### Selection
________

Neural networks, particularly convolutional neural networks (CNNs), are employed for image recognition tasks. In the authentication process, high-resolution images of organic legume products are inputted into CNNs, allowing the system to discern subtle visual nuances that are indicative of authenticity. This method enhances the system’s ability to detect counterfeit packaging or labels.
 
Natural language processing (NLP) for documentation verification
 
NLP algorithms are applied to verify the authenticity of textual information on product documentation. By analyzing product descriptions, origin details and certification documents, NLP systems can identify discrepancies or anomalies that may indicate fraudulent practices. This approach strengthens the validation process and ensures the accuracy of information presented on packaging.
 
Anomaly detection for unusual patterns
 
AI-based anomaly detection models are instrumental in identifying irregular patterns in supply chain data. By establishing a baseline of normal behavior, these models can swiftly flag unusual activities or deviations, signaling potential instances of tampering or fraudulent activities within the supply chain. This real-time monitoring enhances the security of the entire supply chain ecosystem.

________

### Excerpted data
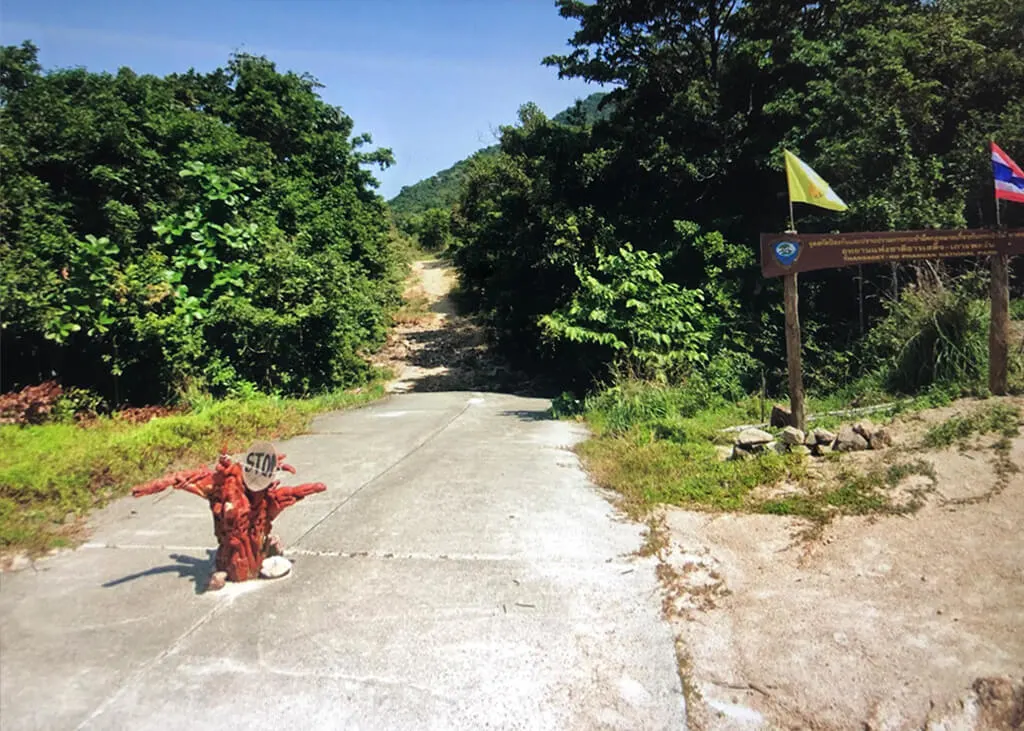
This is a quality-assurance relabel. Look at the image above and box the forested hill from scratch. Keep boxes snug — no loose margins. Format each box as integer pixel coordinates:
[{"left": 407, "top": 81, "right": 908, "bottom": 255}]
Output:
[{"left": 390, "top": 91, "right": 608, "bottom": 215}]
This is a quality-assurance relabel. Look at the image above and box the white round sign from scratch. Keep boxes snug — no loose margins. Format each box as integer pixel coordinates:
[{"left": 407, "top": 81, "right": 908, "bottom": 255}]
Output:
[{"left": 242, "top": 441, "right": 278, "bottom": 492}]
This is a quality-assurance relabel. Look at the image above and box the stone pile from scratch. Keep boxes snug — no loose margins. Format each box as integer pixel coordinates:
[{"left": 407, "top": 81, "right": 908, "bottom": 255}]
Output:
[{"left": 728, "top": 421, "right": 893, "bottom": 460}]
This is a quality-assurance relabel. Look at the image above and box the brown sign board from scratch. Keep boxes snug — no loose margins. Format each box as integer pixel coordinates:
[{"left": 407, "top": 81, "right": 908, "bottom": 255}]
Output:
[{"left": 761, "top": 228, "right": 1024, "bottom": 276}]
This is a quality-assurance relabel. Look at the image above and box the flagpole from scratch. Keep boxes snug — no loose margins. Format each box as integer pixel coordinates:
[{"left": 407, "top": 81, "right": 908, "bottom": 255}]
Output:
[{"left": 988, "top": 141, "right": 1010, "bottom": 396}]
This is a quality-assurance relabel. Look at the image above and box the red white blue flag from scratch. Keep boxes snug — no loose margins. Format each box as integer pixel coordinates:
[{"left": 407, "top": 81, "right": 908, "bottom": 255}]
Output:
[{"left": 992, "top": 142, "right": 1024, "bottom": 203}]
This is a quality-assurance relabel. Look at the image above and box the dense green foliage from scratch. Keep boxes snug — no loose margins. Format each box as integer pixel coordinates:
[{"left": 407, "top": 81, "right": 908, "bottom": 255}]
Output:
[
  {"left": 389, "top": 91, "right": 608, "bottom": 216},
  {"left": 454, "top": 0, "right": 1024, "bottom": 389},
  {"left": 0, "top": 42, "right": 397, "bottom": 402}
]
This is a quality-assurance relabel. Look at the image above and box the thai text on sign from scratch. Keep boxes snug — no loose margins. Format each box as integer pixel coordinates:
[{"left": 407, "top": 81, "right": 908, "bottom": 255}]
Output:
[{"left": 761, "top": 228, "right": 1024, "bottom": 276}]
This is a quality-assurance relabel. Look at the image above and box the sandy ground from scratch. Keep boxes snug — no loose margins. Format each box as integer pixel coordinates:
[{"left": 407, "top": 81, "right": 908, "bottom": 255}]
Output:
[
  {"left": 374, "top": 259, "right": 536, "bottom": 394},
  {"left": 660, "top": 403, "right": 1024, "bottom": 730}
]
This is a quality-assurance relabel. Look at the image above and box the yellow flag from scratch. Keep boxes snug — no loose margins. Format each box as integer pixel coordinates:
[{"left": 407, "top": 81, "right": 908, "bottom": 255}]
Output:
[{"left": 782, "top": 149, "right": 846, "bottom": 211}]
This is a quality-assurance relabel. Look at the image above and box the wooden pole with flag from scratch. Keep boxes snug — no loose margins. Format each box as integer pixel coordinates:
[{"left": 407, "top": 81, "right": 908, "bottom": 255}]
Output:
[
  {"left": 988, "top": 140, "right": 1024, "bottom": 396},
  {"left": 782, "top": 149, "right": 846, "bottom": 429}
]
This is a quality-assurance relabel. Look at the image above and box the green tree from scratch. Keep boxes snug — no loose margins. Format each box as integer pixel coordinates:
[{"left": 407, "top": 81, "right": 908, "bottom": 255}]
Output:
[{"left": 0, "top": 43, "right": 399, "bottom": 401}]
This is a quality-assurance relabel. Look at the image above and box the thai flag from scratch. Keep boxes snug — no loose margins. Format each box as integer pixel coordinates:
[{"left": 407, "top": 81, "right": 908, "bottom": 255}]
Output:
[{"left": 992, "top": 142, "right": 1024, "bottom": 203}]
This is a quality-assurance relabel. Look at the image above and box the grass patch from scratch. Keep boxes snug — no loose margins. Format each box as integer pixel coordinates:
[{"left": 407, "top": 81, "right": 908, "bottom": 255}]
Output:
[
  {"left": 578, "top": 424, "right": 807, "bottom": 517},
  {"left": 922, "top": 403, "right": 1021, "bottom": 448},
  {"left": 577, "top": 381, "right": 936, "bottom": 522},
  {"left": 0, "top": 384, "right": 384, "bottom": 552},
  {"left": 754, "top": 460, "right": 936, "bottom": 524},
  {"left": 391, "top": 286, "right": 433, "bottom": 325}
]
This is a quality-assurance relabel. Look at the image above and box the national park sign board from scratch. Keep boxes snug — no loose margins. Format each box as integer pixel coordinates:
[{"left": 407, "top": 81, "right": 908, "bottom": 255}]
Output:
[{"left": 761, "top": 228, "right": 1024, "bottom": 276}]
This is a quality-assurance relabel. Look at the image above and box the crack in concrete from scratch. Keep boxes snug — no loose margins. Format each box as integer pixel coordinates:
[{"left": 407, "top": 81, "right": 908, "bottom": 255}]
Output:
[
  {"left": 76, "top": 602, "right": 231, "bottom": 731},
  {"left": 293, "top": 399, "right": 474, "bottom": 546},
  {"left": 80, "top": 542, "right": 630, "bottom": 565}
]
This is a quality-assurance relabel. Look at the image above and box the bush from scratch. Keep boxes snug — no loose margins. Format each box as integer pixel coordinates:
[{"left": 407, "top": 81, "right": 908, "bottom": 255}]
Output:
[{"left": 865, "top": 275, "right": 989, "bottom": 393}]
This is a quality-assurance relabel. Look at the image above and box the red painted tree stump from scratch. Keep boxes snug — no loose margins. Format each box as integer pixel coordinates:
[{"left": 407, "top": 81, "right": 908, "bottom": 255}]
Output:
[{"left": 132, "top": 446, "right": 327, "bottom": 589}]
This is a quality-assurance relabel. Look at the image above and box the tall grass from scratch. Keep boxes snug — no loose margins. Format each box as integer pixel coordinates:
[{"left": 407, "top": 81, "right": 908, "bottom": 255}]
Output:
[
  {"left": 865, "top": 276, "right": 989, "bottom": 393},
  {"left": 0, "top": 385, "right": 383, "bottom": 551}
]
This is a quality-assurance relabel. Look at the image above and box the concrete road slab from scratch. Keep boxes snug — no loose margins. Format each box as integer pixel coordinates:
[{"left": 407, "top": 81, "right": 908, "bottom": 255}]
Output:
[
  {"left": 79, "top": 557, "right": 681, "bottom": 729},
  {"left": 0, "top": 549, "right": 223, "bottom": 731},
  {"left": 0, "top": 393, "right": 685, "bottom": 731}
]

________

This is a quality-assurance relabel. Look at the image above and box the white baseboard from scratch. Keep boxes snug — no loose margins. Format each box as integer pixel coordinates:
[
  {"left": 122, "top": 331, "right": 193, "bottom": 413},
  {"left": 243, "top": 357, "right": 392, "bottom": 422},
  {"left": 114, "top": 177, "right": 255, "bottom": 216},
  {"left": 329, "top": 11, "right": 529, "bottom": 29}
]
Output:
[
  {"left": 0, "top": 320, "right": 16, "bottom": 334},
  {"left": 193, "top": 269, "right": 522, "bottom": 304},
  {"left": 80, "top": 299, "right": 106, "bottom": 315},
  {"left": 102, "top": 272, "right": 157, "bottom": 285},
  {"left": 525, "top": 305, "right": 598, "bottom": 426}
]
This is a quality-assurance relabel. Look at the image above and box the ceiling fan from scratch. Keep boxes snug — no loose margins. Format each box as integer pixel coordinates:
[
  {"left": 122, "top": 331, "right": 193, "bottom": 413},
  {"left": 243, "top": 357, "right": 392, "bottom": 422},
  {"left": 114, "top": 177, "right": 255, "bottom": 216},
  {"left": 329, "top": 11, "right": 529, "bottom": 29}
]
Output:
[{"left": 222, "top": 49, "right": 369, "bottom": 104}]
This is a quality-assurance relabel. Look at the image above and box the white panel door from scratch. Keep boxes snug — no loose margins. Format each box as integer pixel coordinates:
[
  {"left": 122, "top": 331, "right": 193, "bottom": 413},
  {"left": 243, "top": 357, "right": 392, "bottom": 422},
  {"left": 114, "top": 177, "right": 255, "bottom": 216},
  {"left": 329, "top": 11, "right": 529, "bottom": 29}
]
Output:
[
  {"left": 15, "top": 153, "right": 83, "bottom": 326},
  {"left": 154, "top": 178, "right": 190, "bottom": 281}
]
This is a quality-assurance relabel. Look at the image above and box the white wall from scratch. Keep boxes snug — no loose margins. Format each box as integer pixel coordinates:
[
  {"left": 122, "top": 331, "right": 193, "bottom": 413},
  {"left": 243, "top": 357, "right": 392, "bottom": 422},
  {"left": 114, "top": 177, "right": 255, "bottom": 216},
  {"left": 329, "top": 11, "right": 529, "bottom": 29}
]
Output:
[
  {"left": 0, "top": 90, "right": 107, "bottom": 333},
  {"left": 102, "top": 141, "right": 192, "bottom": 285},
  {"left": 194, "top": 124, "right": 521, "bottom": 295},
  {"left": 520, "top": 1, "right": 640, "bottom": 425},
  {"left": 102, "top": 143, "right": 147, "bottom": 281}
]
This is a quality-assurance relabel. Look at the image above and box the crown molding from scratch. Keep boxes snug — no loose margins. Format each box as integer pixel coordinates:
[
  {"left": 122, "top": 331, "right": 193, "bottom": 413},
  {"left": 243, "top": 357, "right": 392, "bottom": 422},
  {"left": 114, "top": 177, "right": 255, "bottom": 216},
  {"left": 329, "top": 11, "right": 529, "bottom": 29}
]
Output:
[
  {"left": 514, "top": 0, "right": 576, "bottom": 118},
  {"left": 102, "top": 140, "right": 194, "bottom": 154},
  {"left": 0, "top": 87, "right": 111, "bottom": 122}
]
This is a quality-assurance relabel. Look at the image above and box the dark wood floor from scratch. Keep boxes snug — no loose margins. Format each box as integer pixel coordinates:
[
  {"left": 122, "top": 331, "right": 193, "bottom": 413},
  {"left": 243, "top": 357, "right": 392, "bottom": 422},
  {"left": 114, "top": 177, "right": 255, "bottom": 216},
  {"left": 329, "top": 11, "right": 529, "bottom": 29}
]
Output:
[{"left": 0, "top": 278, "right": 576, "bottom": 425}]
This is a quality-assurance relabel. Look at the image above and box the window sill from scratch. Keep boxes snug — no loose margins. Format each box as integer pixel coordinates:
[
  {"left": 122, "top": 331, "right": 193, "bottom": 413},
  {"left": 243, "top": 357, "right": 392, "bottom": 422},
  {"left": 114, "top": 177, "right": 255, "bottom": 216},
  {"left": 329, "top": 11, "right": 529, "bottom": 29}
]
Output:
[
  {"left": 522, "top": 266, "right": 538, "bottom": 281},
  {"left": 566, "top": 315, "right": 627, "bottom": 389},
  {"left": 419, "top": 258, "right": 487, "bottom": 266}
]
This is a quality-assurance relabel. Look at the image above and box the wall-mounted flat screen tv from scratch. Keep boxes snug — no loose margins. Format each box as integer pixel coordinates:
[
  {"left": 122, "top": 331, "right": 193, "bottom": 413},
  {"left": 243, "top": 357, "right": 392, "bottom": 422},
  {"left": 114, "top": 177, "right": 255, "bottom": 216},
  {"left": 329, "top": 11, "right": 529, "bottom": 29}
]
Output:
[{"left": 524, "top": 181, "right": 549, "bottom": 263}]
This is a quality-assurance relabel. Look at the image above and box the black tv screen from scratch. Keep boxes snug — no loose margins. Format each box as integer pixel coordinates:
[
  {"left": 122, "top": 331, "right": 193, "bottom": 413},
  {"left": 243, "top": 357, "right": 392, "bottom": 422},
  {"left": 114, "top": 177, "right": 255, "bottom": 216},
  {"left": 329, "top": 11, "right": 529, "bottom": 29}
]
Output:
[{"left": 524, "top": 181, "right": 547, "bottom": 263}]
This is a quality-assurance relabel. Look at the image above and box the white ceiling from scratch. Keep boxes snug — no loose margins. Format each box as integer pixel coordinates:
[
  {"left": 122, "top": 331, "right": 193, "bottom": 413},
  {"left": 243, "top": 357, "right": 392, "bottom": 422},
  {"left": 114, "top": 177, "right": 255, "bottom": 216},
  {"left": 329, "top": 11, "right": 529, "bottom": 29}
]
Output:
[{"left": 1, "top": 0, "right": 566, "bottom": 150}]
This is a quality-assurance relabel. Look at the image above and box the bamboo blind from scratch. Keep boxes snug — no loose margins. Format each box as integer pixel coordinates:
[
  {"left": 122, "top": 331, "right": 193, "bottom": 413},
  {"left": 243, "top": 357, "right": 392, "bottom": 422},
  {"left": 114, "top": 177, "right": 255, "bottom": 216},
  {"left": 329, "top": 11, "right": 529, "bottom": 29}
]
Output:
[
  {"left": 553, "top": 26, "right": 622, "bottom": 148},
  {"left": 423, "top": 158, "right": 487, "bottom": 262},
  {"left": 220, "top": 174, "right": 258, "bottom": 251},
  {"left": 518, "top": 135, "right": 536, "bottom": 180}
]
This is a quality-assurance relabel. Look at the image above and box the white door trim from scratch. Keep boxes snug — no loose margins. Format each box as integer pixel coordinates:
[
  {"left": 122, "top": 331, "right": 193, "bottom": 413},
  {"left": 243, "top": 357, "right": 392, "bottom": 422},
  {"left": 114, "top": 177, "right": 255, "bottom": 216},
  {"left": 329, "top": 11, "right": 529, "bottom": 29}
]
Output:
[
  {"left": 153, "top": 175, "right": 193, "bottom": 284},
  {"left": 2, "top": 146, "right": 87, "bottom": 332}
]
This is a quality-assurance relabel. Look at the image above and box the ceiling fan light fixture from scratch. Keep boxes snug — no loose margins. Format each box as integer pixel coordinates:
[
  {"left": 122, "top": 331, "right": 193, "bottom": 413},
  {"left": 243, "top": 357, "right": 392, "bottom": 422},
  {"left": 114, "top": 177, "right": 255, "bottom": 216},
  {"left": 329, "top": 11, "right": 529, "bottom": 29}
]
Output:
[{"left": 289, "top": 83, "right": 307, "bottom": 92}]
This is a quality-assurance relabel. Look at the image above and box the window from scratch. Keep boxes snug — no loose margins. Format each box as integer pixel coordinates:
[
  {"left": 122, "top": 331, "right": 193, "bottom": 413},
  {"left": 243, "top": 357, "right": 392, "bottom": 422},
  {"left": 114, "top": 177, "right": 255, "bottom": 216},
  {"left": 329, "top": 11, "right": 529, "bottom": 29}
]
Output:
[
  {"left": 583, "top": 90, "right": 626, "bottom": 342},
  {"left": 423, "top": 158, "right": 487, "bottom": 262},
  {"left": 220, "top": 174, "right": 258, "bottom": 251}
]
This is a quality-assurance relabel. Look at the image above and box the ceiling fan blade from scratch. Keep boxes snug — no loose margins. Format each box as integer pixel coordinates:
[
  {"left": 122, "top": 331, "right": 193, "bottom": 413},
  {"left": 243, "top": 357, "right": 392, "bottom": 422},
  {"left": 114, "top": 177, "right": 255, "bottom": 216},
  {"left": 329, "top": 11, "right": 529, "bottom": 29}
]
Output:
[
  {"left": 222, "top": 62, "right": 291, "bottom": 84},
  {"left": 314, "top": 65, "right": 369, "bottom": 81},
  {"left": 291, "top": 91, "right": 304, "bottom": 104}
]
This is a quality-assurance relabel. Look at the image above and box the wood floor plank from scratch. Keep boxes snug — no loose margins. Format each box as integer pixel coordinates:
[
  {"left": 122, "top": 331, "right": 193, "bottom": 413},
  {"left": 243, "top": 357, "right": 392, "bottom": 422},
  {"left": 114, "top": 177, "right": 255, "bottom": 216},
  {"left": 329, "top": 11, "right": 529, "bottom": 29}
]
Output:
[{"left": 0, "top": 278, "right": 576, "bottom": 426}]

________

### Set of tasks
[a] Decide whether each statement agrees with the selection. For each, answer yes or no and quote the words of the selection that decide it.
(i) High-resolution images of organic legume products are fed into CNNs.
(ii) NLP systems establish a baseline of normal behavior in supply chain data.
(iii) Certification documents are among the items NLP systems analyze.
[b] According to the selection, what ability of the system does the CNN image-recognition method enhance?
[c] Reproduce the stretch of the selection from "Neural networks, particularly" through "presented on packaging.".
The material above is not needed.

### Answers provided
[a]
(i) Yes: "high-resolution images of organic legume products are inputted into CNNs"
(ii) No: "AI-based anomaly detection models are instrumental in identifying irregular patterns in supply chain data. By establishing a baseline of normal behavior, these models can swiftly flag unusual activities or deviations"
(iii) Yes: "By analyzing product descriptions, origin details and certification documents, NLP systems can identify discrepancies or anomalies"

[b] It enhances the system's ability to detect counterfeit packaging or labels.

[c]
Neural networks, particularly convolutional neural networks (CNNs), are employed for image recognition tasks. In the authentication process, high-resolution images of organic legume products are inputted into CNNs, allowing the system to discern subtle visual nuances that are indicative of authenticity. This method enhances the system’s ability to detect counterfeit packaging or labels.
 
Natural language processing (NLP) for documentation verification
 
NLP algorithms are applied to verify the authenticity of textual information on product documentation. By analyzing product descriptions, origin details and certification documents, NLP systems can identify discrepancies or anomalies that may indicate fraudulent practices. This approach strengthens the validation process and ensures the accuracy of information presented on packaging.